- **GOAL**: Copy the listing below line for line, starting with the line that contains "outline layered rock strata, every instance" and continuing through its last line.

- **PROVIDED ENTRIES**:
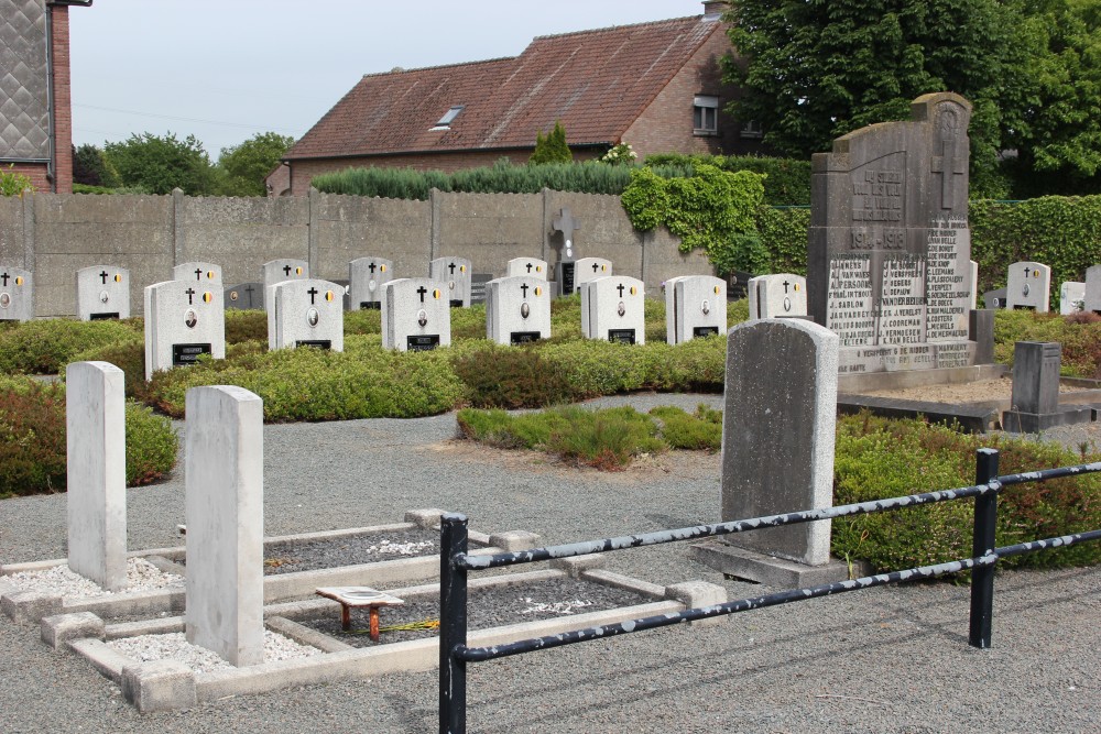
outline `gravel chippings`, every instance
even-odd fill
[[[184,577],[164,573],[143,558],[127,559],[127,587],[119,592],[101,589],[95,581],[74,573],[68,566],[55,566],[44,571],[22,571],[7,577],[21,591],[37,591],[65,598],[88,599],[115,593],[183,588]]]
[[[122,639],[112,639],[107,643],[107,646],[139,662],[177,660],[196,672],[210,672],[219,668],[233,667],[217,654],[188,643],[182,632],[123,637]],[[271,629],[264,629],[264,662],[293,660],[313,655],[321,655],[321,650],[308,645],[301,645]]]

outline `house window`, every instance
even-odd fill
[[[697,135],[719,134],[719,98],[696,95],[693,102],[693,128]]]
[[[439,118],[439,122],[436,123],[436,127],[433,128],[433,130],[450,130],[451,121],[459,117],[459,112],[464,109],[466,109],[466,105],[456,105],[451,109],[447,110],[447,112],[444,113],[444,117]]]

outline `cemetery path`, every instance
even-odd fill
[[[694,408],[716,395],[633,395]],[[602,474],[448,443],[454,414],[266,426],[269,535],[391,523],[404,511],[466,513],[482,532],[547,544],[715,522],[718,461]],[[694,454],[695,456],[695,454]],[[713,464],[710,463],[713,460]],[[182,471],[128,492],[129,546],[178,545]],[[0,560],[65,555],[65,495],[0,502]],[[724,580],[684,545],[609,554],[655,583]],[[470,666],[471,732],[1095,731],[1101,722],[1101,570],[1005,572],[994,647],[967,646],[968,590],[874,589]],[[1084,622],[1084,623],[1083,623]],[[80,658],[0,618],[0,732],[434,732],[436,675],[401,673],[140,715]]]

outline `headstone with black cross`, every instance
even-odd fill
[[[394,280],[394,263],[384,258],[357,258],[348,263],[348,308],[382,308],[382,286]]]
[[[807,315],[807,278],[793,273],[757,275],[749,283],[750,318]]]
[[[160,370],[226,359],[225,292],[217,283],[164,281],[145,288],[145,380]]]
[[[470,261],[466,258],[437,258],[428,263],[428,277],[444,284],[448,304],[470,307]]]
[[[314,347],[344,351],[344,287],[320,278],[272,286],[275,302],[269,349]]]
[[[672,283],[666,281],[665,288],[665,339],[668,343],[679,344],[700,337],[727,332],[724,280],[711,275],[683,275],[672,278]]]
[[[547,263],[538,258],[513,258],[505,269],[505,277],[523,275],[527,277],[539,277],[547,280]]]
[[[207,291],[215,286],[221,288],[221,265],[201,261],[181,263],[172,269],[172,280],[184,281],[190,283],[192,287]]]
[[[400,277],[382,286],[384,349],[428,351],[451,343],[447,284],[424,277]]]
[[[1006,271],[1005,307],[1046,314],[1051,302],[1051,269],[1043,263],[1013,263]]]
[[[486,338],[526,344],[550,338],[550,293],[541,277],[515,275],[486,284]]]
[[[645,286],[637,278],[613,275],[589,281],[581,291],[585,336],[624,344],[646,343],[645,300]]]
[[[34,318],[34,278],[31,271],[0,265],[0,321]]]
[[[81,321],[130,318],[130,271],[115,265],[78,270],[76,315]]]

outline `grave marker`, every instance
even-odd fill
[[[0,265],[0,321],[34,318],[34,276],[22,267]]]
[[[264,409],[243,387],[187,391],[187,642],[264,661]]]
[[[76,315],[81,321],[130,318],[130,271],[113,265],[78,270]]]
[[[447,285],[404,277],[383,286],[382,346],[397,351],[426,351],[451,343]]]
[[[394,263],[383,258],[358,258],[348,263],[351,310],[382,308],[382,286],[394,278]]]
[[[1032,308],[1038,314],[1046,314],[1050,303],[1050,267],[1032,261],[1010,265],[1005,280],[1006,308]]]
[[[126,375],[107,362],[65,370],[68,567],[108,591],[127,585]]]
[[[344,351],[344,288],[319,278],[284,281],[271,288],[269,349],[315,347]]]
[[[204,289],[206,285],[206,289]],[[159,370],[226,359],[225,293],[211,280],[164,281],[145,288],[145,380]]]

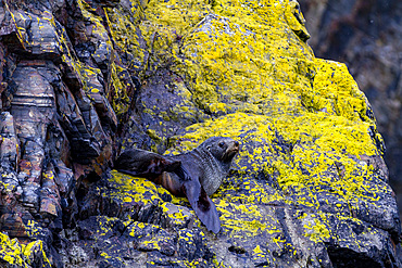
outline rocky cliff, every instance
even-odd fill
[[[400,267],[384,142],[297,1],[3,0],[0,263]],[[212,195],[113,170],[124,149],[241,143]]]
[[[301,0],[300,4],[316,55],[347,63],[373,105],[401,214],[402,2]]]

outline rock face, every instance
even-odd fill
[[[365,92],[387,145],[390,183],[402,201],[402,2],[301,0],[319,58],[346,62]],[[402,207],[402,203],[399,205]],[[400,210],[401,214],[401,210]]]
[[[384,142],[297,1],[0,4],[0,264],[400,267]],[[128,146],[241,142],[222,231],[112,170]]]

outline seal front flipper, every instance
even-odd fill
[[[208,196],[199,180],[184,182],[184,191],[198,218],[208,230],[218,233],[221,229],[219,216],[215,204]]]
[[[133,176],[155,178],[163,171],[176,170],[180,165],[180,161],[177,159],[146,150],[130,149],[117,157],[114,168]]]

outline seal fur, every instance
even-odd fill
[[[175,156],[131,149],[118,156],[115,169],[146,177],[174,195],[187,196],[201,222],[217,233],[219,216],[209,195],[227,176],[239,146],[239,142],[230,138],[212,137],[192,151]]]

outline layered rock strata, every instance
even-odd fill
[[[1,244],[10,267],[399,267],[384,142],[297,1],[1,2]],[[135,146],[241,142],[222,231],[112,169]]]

- **EXPECTED ANSWER**:
outline layered rock strata, every instance
even-odd fill
[[[1,244],[10,267],[399,267],[384,142],[297,1],[1,2]],[[135,146],[241,142],[222,231],[112,169]]]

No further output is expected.